BEGIN Supplied data

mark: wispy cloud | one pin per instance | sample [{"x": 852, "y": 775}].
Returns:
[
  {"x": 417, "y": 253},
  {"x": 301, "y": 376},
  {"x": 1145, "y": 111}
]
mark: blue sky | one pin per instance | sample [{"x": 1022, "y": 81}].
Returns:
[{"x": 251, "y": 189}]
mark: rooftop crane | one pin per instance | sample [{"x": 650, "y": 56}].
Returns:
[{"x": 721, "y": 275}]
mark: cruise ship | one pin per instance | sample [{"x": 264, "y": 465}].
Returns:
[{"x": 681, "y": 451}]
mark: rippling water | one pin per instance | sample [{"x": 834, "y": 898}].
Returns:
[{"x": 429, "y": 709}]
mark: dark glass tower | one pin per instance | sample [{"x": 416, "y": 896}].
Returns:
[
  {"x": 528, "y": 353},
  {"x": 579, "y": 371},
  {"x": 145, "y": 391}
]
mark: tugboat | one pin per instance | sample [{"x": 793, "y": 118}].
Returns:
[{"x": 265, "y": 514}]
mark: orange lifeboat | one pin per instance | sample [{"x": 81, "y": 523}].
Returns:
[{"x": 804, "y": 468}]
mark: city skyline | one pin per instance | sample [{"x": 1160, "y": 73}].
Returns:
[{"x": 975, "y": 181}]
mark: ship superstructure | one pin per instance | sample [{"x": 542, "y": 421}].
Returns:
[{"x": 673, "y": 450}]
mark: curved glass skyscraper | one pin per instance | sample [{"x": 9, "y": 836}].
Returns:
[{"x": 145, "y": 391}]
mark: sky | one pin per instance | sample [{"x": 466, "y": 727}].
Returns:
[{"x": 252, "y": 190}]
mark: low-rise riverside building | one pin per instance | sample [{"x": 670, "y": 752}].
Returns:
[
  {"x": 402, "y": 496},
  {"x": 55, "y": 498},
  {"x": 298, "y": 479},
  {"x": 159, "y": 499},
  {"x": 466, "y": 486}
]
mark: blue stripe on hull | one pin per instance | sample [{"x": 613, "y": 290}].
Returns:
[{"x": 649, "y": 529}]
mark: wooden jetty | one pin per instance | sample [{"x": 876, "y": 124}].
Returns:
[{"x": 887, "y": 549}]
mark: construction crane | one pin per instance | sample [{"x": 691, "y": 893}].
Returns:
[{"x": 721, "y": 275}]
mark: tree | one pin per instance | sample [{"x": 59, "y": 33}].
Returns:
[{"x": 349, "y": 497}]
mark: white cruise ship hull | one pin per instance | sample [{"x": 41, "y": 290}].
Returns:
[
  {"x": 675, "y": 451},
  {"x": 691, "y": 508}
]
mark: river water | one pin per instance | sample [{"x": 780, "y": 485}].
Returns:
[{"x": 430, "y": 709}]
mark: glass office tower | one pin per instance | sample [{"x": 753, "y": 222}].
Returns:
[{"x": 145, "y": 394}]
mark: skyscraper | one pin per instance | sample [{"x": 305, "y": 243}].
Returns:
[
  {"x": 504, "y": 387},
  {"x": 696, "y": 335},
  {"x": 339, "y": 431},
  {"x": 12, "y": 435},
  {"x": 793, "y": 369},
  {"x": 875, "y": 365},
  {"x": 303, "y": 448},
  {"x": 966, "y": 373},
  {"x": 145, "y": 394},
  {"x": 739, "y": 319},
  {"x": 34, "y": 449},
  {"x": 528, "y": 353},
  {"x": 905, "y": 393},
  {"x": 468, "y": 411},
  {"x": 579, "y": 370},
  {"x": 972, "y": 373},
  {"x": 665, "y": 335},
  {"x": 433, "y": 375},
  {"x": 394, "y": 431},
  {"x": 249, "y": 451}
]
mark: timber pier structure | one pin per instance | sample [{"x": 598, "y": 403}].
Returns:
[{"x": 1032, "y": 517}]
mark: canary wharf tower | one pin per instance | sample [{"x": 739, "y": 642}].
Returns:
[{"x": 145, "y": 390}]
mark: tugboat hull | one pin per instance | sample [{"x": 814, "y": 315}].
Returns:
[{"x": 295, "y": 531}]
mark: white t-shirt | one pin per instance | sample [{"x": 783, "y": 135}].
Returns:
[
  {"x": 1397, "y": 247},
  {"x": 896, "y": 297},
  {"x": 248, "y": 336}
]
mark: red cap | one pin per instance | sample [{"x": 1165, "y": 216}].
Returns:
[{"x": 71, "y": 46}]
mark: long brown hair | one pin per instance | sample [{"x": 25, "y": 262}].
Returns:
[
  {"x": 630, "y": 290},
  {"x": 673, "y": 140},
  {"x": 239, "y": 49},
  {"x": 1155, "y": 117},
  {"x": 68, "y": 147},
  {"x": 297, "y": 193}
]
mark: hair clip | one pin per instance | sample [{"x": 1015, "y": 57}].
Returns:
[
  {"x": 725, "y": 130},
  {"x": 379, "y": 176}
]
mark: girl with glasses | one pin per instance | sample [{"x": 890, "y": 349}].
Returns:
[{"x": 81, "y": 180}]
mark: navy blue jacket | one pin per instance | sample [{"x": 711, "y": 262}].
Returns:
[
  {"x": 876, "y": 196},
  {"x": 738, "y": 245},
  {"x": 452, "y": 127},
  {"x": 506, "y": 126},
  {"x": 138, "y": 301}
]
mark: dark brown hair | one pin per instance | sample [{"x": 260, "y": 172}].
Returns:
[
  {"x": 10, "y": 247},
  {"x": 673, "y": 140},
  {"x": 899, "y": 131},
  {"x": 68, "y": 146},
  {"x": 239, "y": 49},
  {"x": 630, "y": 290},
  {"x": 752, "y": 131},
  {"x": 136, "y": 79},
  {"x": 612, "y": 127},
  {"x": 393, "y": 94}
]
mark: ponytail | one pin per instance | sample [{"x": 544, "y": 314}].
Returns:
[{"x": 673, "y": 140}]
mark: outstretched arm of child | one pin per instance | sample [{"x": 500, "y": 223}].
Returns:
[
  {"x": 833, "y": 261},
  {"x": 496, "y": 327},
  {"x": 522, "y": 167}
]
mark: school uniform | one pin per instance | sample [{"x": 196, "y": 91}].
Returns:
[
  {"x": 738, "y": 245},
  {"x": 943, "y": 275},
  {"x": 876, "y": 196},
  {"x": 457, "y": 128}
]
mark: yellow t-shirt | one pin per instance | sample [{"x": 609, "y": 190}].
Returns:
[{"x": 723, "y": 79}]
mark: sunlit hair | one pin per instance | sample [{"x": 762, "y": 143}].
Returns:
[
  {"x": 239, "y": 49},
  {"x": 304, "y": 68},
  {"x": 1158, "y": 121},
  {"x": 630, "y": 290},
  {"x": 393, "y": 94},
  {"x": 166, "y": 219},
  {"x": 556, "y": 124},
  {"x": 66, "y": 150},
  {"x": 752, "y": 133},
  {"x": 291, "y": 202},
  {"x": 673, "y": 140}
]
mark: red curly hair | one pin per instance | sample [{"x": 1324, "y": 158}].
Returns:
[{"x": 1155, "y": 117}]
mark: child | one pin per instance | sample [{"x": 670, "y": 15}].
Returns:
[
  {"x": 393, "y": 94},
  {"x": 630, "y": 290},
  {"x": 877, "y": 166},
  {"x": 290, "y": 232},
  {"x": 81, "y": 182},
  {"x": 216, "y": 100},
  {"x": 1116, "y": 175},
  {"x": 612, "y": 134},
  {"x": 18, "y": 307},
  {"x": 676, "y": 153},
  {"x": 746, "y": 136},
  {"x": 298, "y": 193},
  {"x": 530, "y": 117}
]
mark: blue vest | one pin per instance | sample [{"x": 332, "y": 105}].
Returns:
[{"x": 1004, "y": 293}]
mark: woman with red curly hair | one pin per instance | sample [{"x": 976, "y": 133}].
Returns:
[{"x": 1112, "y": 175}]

END Supplied data

_Work item_
Scan the records above, then copy out each line that mentions "crane".

_Written solution_
mark: rooftop crane | one pin per instance | sample [{"x": 650, "y": 56}].
mark: construction crane | one pin per instance | sample [{"x": 691, "y": 893}].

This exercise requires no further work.